(Image box annotation items)

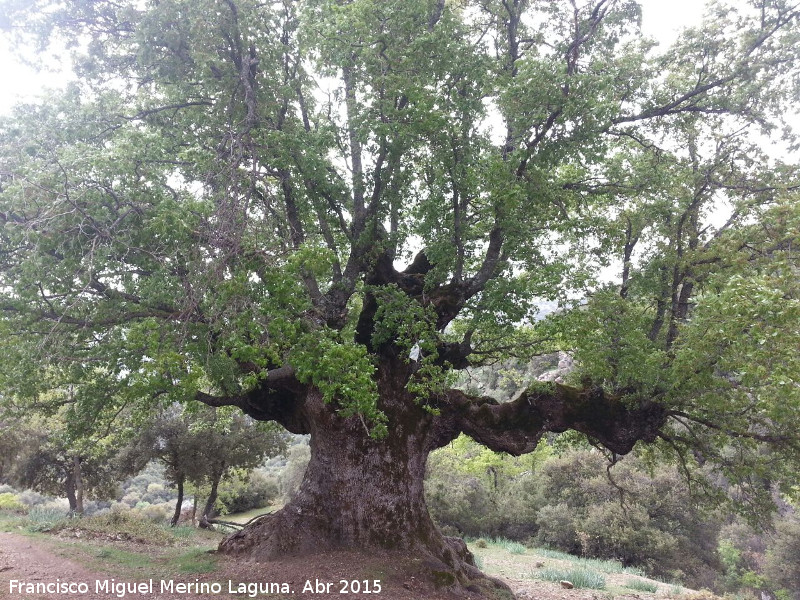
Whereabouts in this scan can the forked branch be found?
[442,384,668,455]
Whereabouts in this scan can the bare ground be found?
[0,532,700,600]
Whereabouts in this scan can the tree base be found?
[219,505,514,600]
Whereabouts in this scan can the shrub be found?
[27,505,70,531]
[0,492,25,512]
[764,516,800,600]
[53,510,175,544]
[492,538,527,554]
[625,579,658,594]
[219,471,279,513]
[18,490,48,507]
[536,503,580,554]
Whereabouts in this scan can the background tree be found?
[0,0,800,584]
[4,418,133,515]
[121,405,282,527]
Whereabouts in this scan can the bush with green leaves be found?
[764,515,800,600]
[0,492,25,512]
[219,470,280,514]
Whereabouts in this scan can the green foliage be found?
[0,0,800,585]
[219,471,279,514]
[490,538,527,554]
[50,510,175,545]
[26,506,72,532]
[763,515,800,600]
[625,579,658,594]
[0,492,25,512]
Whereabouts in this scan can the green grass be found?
[488,538,527,554]
[92,546,158,572]
[534,548,644,577]
[51,510,177,545]
[170,548,217,574]
[25,506,74,532]
[220,504,281,524]
[625,579,658,594]
[531,567,606,590]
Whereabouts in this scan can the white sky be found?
[0,0,705,113]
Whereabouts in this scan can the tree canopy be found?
[0,0,800,584]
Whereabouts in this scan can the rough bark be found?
[170,475,184,527]
[72,456,83,515]
[64,472,78,514]
[220,358,504,590]
[220,359,666,589]
[200,470,223,528]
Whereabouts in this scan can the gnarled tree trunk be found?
[208,346,666,589]
[170,475,186,527]
[220,369,503,587]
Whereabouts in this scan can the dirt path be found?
[0,532,111,600]
[0,532,482,600]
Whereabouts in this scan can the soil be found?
[0,532,700,600]
[0,532,488,600]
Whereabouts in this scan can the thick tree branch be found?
[195,367,310,434]
[441,384,667,455]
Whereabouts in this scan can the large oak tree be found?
[0,0,800,585]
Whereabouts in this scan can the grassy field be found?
[468,538,695,599]
[0,507,713,600]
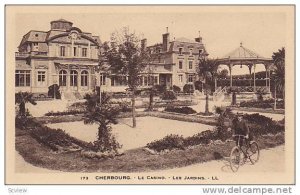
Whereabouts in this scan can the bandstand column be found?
[268,69,271,92]
[248,65,252,87]
[229,64,232,88]
[253,64,256,92]
[66,65,71,90]
[265,65,268,89]
[215,78,218,90]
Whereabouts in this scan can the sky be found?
[14,6,286,72]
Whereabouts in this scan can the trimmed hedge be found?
[16,118,91,151]
[183,84,194,93]
[45,110,85,116]
[240,99,284,108]
[147,114,284,152]
[147,134,184,152]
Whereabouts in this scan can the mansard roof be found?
[19,19,101,47]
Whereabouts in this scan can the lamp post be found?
[270,64,277,110]
[53,75,57,100]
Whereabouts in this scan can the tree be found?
[272,47,285,100]
[218,69,228,79]
[197,58,218,115]
[104,27,149,127]
[15,92,36,116]
[84,93,121,153]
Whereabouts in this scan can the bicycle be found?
[230,135,259,172]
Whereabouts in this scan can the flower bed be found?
[240,99,284,108]
[16,118,90,151]
[147,114,284,152]
[165,106,197,114]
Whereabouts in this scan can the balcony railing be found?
[15,52,30,57]
[15,52,48,58]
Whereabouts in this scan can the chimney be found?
[141,39,147,51]
[195,31,202,43]
[163,27,170,51]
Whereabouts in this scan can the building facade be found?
[101,29,208,92]
[15,19,208,96]
[15,19,101,98]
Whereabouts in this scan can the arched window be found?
[70,70,78,86]
[59,70,67,86]
[81,70,89,86]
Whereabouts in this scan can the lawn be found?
[16,128,284,173]
[46,116,214,150]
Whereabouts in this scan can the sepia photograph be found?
[4,5,296,185]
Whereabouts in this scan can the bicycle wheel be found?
[247,141,259,164]
[230,146,241,172]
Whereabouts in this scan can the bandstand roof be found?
[218,43,272,65]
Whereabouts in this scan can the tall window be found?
[188,74,194,83]
[178,61,182,69]
[82,48,87,57]
[179,47,182,55]
[199,49,203,55]
[154,76,158,85]
[38,71,46,85]
[60,46,66,56]
[178,74,183,83]
[15,70,30,87]
[190,48,193,56]
[70,70,78,86]
[81,70,89,86]
[59,70,67,86]
[100,74,106,85]
[189,61,193,69]
[73,47,77,56]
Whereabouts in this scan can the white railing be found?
[213,87,227,101]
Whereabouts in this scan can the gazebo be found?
[215,43,272,93]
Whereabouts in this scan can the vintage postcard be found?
[5,5,296,184]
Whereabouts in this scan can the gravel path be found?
[15,145,285,174]
[157,145,285,174]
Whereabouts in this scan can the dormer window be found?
[190,48,193,56]
[199,49,203,55]
[73,47,77,56]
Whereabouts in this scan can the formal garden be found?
[15,29,285,172]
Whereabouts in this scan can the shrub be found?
[162,91,177,100]
[45,110,85,116]
[173,85,181,93]
[165,106,197,114]
[147,114,284,152]
[194,81,202,91]
[118,102,132,112]
[48,84,61,99]
[153,85,167,94]
[240,99,284,109]
[147,134,184,152]
[183,84,194,93]
[68,102,86,112]
[184,130,215,146]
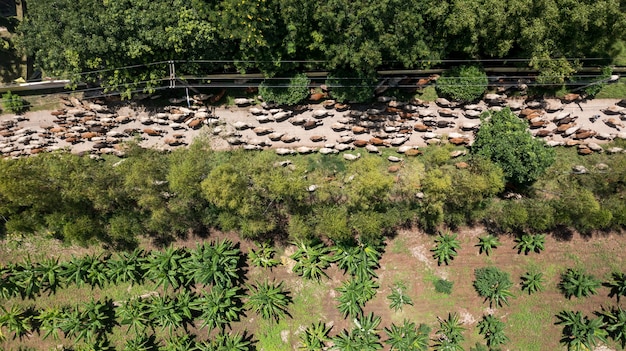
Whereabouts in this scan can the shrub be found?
[433,279,454,295]
[2,91,26,114]
[259,74,311,105]
[474,267,513,307]
[326,70,376,102]
[437,66,487,101]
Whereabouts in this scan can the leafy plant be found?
[259,73,311,105]
[433,279,454,295]
[337,277,378,318]
[555,310,607,350]
[476,234,500,256]
[431,233,461,265]
[332,313,383,351]
[436,313,465,350]
[521,272,545,295]
[513,234,546,255]
[437,66,488,101]
[559,268,600,299]
[387,282,413,312]
[473,267,513,307]
[291,242,333,280]
[299,322,332,351]
[385,319,429,351]
[478,314,509,348]
[2,91,27,114]
[603,272,626,303]
[245,281,291,322]
[248,242,280,268]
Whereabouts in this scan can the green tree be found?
[555,310,607,351]
[521,272,545,295]
[385,319,429,351]
[471,108,555,185]
[478,314,509,347]
[430,233,461,265]
[513,234,546,255]
[259,74,311,105]
[387,282,413,312]
[476,234,500,256]
[473,267,513,307]
[559,268,600,299]
[437,66,487,101]
[299,322,332,351]
[245,281,291,322]
[291,242,334,280]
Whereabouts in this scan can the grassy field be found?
[0,224,626,351]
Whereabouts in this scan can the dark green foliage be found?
[476,234,500,256]
[471,108,555,185]
[2,91,27,114]
[248,243,280,268]
[291,242,334,280]
[514,234,546,255]
[299,322,332,351]
[326,70,376,102]
[433,279,454,295]
[385,319,430,351]
[332,313,383,351]
[387,282,413,312]
[559,268,600,299]
[477,315,509,348]
[430,233,461,266]
[259,74,311,105]
[555,311,607,350]
[337,277,379,318]
[473,267,513,307]
[245,281,291,322]
[520,272,545,295]
[602,272,626,303]
[437,66,488,101]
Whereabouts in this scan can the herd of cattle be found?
[0,94,626,161]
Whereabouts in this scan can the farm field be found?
[0,227,626,351]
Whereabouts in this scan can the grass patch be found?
[596,77,626,99]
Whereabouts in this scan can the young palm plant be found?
[603,272,626,303]
[474,267,513,307]
[194,285,243,333]
[513,234,546,255]
[291,242,333,280]
[299,322,332,351]
[387,282,413,312]
[596,306,626,349]
[435,313,465,350]
[244,281,291,323]
[559,268,600,299]
[385,319,428,351]
[476,234,500,256]
[521,272,545,295]
[335,241,384,280]
[431,233,461,266]
[248,242,280,269]
[332,313,383,351]
[478,314,509,348]
[337,277,378,318]
[555,311,607,350]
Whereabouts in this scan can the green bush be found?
[259,74,311,105]
[2,91,26,114]
[326,70,376,102]
[433,279,454,295]
[437,66,487,101]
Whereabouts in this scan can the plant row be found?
[0,240,243,299]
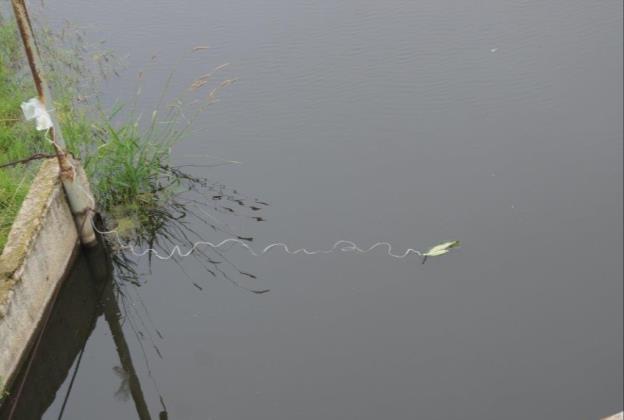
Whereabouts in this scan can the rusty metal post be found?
[11,0,97,246]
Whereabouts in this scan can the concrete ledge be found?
[0,159,78,389]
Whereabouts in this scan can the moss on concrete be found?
[0,159,60,318]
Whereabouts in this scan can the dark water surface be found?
[22,0,623,420]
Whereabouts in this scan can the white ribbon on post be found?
[21,98,52,131]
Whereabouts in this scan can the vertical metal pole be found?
[11,0,65,151]
[11,0,97,246]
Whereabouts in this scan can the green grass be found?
[0,21,46,252]
[0,16,224,252]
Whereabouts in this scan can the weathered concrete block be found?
[0,159,78,387]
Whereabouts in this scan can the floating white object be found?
[21,98,52,131]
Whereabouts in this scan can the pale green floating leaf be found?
[423,241,459,257]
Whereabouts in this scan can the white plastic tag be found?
[21,98,52,131]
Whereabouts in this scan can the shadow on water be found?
[0,173,268,420]
[0,240,167,420]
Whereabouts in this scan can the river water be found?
[12,0,623,420]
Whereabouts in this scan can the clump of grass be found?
[0,19,45,252]
[0,14,266,291]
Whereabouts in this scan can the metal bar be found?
[11,0,65,150]
[11,0,96,246]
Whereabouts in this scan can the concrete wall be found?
[0,159,78,390]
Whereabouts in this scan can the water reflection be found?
[0,168,268,420]
[105,165,269,294]
[0,241,158,419]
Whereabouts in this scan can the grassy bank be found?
[0,14,249,261]
[0,22,45,251]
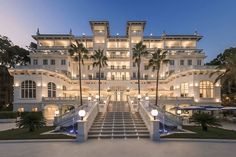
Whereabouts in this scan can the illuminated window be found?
[17,107,24,112]
[21,80,36,99]
[51,59,56,65]
[32,107,38,112]
[48,82,56,98]
[180,83,188,97]
[199,81,213,98]
[33,59,38,65]
[62,86,66,91]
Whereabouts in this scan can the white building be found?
[10,21,221,119]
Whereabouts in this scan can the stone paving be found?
[0,139,236,157]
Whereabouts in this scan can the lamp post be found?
[79,110,86,121]
[151,109,158,120]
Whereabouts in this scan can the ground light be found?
[151,109,158,120]
[79,110,86,120]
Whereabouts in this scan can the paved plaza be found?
[0,139,236,157]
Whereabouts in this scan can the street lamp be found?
[138,94,141,100]
[151,109,158,120]
[177,110,181,115]
[79,110,86,120]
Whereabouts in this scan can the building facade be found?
[10,21,221,119]
[0,65,13,110]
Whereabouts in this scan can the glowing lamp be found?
[79,110,86,120]
[138,94,141,99]
[151,109,158,120]
[177,110,181,115]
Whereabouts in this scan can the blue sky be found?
[0,0,236,60]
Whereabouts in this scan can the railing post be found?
[76,120,88,142]
[150,120,160,141]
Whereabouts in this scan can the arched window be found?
[199,81,213,98]
[48,82,56,98]
[21,80,36,99]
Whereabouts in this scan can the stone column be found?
[150,120,160,141]
[76,120,88,142]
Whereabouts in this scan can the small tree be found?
[16,112,46,132]
[192,112,221,131]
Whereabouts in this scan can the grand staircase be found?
[88,101,149,139]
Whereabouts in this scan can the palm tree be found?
[192,112,221,131]
[69,41,88,106]
[210,52,236,83]
[91,49,108,102]
[16,112,46,132]
[148,49,168,106]
[132,41,148,94]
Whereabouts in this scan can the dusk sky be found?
[0,0,236,60]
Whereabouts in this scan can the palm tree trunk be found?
[138,56,141,94]
[98,65,101,103]
[79,58,83,106]
[155,68,159,106]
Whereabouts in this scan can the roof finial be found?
[162,30,166,36]
[69,28,72,35]
[36,28,40,35]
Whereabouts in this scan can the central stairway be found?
[88,101,149,138]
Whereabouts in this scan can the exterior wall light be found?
[177,110,181,115]
[138,94,142,100]
[55,110,59,116]
[151,109,158,120]
[79,110,86,120]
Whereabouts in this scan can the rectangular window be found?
[88,65,93,70]
[188,59,193,65]
[88,74,93,80]
[197,60,202,65]
[144,74,148,80]
[144,65,148,70]
[101,73,105,79]
[51,59,55,65]
[170,60,175,65]
[43,59,48,65]
[33,59,38,65]
[180,83,188,97]
[61,59,66,65]
[96,73,99,79]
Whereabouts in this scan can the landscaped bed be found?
[162,126,236,139]
[0,126,74,140]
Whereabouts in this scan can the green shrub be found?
[0,111,18,119]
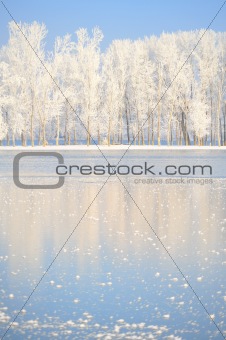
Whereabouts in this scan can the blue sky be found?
[0,0,226,49]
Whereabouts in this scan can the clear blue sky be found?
[0,0,226,49]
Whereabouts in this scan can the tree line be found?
[0,22,226,146]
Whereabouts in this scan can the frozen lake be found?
[0,150,226,340]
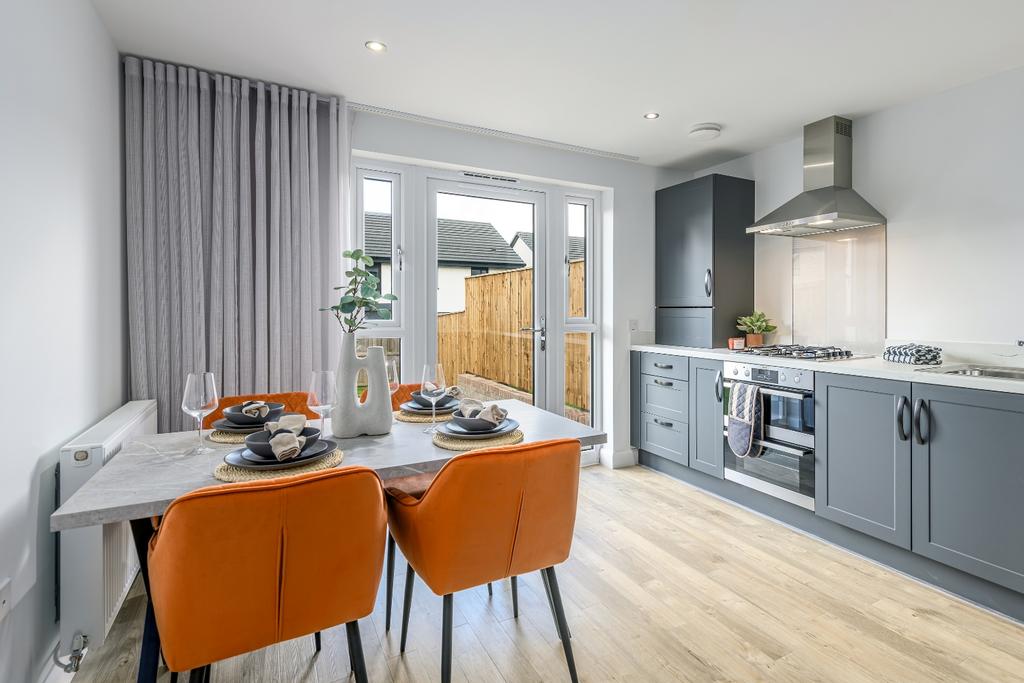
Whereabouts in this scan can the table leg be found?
[131,517,160,683]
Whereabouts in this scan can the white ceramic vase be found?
[331,333,394,438]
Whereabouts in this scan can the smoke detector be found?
[689,123,722,140]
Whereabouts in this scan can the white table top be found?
[50,399,608,531]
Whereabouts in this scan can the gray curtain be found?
[124,57,350,431]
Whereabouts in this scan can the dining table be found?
[50,398,608,681]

_Given task_:
Copy the items from the line with "Whereabouts in this scan can the formal" up to and including the line with "[0,224,626,351]", keeping every line exactly the same. Leave out the pictures.

_Complete response_:
Whereabouts in this scan can the formal garden be found?
[15,29,285,172]
Whereabouts in this scan can the shrub be found?
[162,91,177,100]
[45,110,85,116]
[173,85,181,93]
[165,106,197,114]
[147,114,284,152]
[194,81,202,91]
[118,102,132,112]
[48,84,61,99]
[153,85,167,94]
[240,99,284,109]
[147,134,184,152]
[183,84,194,93]
[68,102,86,112]
[184,130,215,146]
Whereabouts in this scan can the shrub be found?
[433,279,454,295]
[2,91,26,114]
[259,74,311,105]
[474,267,513,307]
[326,70,376,102]
[437,66,487,101]
Whereabouts in this scan can the leafy plant be found?
[259,73,311,105]
[433,279,454,295]
[337,277,378,318]
[555,310,607,350]
[476,234,500,256]
[431,233,461,265]
[332,313,383,351]
[436,313,465,350]
[521,272,545,295]
[513,234,546,255]
[437,66,488,101]
[559,268,600,299]
[387,282,413,312]
[473,267,513,307]
[291,242,333,280]
[299,322,332,351]
[385,319,429,351]
[478,314,509,348]
[2,91,27,114]
[603,272,626,303]
[245,281,291,322]
[248,242,280,268]
Whereabouts in this scan can the green tree be found?
[555,310,607,351]
[521,272,545,295]
[385,319,429,351]
[471,108,555,185]
[478,314,509,347]
[430,233,461,265]
[513,234,546,255]
[259,74,311,105]
[387,282,413,312]
[476,234,500,256]
[473,267,513,307]
[559,268,600,299]
[437,66,487,101]
[299,322,332,351]
[245,281,291,322]
[291,242,334,280]
Whereabouts in this scan can the grassy field be found?
[0,224,626,351]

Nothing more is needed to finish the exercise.